======== Document text ========
Commend Yourself Unto the Lord

If you are like me, you’ll try to control a situation so that it turns out the way you want it to.  I believe we do this all the time, not always inappropriately.  However, how much of this should we let go of?  How much should we entrust to the Lord?

Certainly, we should do everything in our power to produce a good outcome.  But after that, we reach a certain point where we should let the Lord take care of it.

This happened with the Jaredites when they were coming across the ocean.  They did what they could.  They built the barges. But then, they had to leave much of the rest of the trip up to the Lord.  Let’s see what L. Todd Budge has to say about this:

“After the Lord worked with the brother of Jared to resolve each of his concerns, He then explained, ‘Ye cannot cross this great deep save I prepare [a way for] you against the waves of the sea, and the winds which have gone forth, and the floods which shall come.’ Ether 2:25 emphasis added.

The Lord made it clear that ultimately the Jaredites could not make it to the promised land without Him. They were not in control, and the only way they could make it across the great deep was to put their trust in Him. These experiences and tutoring from the Lord seemed to deepen the brother of Jared’s faith and strengthen his trust in the Lord.
======== Supplied information ========
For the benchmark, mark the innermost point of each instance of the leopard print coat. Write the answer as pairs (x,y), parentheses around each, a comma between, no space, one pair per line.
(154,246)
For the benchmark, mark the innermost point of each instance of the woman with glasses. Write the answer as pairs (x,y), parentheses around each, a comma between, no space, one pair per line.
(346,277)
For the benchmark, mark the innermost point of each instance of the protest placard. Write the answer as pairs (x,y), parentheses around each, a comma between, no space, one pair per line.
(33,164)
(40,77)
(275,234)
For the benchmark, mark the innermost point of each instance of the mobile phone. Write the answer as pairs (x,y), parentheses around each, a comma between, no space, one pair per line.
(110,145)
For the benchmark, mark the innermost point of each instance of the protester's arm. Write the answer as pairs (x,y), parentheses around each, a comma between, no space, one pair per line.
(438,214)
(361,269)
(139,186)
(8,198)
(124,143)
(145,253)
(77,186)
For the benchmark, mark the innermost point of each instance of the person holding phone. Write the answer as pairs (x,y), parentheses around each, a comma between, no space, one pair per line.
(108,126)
========
### Description of the task:
In the devotional text, what did the Jaredites build before leaving the rest of their ocean crossing up to the Lord? The listing can be set aside; it plays no part here.

### Exercise output:
They built the barges.